• subscribe
  • Search
  • Soul Man: An Interview with Nathaniel Rateliff
    Sign Up For Weekly Dispatch
    Get the best of BGS delivered to your inbox.
    We Respect Your Privacy
Roots Culture Redefined

Header Main

Place Ads

Soul Man: An Interview with Nathaniel Rateliff

Aug 24, 2015

Soul Man: An Interview with Nathaniel Rateliff

Folks who are familiar with only Nathaniel Rateliff's earlier albums might need to forget everything they know in order to embrace his new release, Nathaniel Rateliff & the Night Sweats. Gone are the somber, acoustic ruminations about love and loss. And, in their stead come rollicking soul romps intent on getting the party started. It's a musical direction the Missouri native has long-wanted to pursue and finally has, with an endorsement from none other than Stax Records.

You grew up in Missouri, but you've lived in Denver for a pretty good while now. Has the Midwest ever left you or are you still pretty rooted there?

I feel like the landscape of Missouri is really at the heart of me, for sure. But, as much as I love it, I feel like it's a little stuck. I like being where I'm at now. I love the Midwest and I love my family that's there, too.

Missouri's had a tough year.

Yeah, it's sad to see the stuff that's happening there right now. But, hopefully, it'll help bring about change throughout the rest of the States.

You moved to Denver to do some missionary work. I've seen you live, man. You do not look or sound like a missionary. Was that a teenage flight of fancy or something else? A way to get out?

[Laughs] I made a joke with … one of my best friends joined the Navy to get out of Missouri. And I was like, “Man, it sure sucks that you had to join the Navy to leave Missouri.” And he said, “Yeah, it sucks you had to join the occult to leave Missouri.” [Laughs] I was a kid when I left home. As much as you think you know when you're 18, you don't really know anything. If you're raised in a Christian family, you hold all of that as truth. But, as you get older, you discover things like Alan Watts and Joseph Campbell. You stop worrying about God and the existence of God and what you're supposed to do with your life and what God supposedly wants you to do. And you just do things for yourself because it feels right.

I mean, I'm a spiritual person, but the whole premise of missionaries is bewildering to me. Seems like that sort of hard-sell misses the whole point.

Correct. I was having a hard time with religion and all that stuff while we were still training and preparing to go out and minister to the world. It's come up so much that I end up having to talk about it, but it's hard to explain yourself. I was having a hard time before we left Denver to go minister to people. Then, when we started to minister to people, I was like, “This isn't right.” The people I was with, I thought were really inconsiderate of and rude to other people's cultures. We didn't even leave the U.S. We ended up working with the Hopi Indians. I've always had a huge interest in Native American culture and spiritual beliefs.

• TASK 1: Output the soccer ball outline record below line for line, with no changes.

• TASK INPUTS:

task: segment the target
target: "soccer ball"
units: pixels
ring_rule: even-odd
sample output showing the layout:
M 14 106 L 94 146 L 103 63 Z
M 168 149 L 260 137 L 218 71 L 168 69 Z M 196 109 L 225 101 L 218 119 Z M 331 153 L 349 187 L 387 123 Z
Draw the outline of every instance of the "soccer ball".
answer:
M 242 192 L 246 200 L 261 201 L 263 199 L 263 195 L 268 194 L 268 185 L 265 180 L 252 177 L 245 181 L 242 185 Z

• TASK 2: In the Nathaniel Rateliff interview, shorten the paragraph that begins "Folks who are familiar" and keep its main facts.

• WRITTEN ANSWER 1:
task: segment the target
target: "soccer ball"
units: pixels
ring_rule: even-odd
sample output showing the layout:
M 14 106 L 94 146 L 103 63 Z
M 168 149 L 260 137 L 218 71 L 168 69 Z M 196 109 L 225 101 L 218 119 Z M 331 153 L 349 187 L 387 123 Z
Draw the outline of every instance of the "soccer ball".
answer:
M 242 192 L 246 200 L 261 201 L 263 199 L 263 195 L 268 194 L 268 185 L 265 180 L 252 177 L 245 181 L 242 185 Z

• WRITTEN ANSWER 2: Nathaniel Rateliff's new release, Nathaniel Rateliff & the Night Sweats, trades the somber acoustic songs about love and loss on his earlier albums for lively soul songs meant to get the party started. The Missouri native had long wanted to go in this direction and finally has, with backing from Stax Records.